■ PROBLEM DETAILS: Look below for the line that has "Target: refrigerator door handle". Set down the lines from there through the line that has "Q: Pick out each instance of the cabinet", exactly as written.
:: INPUT
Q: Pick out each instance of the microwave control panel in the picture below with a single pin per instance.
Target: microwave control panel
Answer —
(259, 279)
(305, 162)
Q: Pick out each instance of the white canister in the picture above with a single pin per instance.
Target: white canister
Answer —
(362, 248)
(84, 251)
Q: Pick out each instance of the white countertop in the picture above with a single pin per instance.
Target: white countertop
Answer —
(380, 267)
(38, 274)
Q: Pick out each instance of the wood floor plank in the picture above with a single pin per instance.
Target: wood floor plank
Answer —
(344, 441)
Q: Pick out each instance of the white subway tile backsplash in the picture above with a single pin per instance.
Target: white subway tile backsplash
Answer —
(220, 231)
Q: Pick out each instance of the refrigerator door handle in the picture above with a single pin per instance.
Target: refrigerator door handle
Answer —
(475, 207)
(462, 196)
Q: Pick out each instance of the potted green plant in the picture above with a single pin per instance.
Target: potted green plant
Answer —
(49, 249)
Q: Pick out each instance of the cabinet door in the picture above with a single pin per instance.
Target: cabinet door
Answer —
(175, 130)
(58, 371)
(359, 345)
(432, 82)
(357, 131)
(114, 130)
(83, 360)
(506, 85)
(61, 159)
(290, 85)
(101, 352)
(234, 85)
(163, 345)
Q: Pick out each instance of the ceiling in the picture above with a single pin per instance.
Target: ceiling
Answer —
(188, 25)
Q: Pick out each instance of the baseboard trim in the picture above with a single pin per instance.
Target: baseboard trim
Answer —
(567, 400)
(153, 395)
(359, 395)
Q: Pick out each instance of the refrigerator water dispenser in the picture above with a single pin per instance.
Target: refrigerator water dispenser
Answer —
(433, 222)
::::
:: INPUT
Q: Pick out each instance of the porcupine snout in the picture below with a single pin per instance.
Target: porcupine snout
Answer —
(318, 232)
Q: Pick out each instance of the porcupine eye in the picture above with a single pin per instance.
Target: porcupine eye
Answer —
::::
:: INPUT
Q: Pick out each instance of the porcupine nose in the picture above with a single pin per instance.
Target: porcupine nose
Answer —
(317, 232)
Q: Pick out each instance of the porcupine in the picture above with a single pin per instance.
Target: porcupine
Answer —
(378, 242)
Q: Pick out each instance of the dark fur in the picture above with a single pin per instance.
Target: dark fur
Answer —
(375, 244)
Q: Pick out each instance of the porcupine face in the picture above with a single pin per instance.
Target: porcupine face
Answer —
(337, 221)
::::
■ TASK RESULT:
Target: refrigerator door handle
Answer —
(475, 207)
(462, 196)
Q: Pick out each instance of the potted green plant in the picture above with a single pin per instance.
Target: potted green plant
Answer —
(49, 249)
Q: Pick out each instance of the cabinet door in the picture above with a single pin per instance.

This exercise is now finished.